» **INPUT DATA**:
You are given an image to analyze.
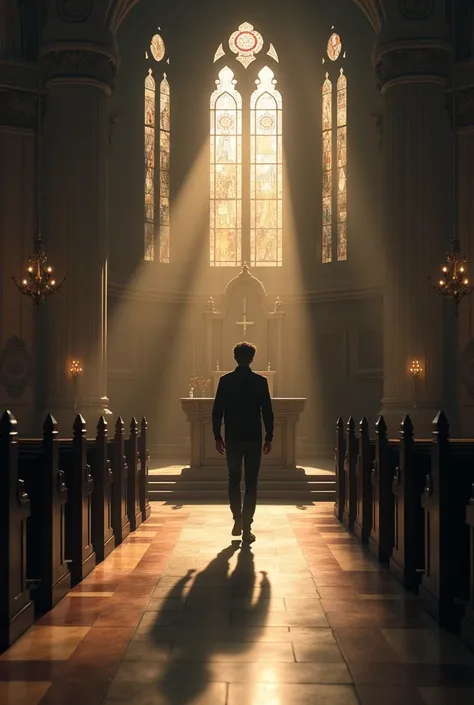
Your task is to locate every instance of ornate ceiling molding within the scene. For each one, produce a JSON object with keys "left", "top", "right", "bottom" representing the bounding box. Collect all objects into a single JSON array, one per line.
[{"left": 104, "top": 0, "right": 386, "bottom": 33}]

...

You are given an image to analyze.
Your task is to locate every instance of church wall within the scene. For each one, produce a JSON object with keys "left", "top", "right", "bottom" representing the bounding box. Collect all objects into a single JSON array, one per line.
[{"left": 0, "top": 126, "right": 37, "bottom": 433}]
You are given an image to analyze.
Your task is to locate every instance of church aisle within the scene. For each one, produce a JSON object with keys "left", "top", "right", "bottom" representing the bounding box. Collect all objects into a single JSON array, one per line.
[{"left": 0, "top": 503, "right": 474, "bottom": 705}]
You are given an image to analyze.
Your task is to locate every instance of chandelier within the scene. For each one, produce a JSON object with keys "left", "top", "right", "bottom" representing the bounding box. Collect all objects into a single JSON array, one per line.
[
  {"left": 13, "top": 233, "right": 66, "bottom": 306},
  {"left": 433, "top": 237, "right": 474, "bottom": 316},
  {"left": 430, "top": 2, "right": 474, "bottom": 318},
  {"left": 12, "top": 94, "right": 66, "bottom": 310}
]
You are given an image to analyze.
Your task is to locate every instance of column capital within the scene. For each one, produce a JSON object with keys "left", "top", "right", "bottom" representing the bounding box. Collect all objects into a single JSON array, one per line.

» **AIM OF THE TASK**:
Which lines of the data above contain the string "church"? Copy each of those lines in full, and treat uppercase and lowercase as different.

» **SOLUTION TO THIS TASK**:
Your task is to locate every instance of church wall within the scene. For each one, produce a JSON object with keys "left", "top", "right", "bottom" representing the bounding box. Collect all objects into a single JSON array, one per line.
Your task is to locate every instance of church aisle within the scene. For each one, produce a JSON object with keys "left", "top", "right", "bottom" representing the bounding box. Collect all objects into a single JSON array, one per line.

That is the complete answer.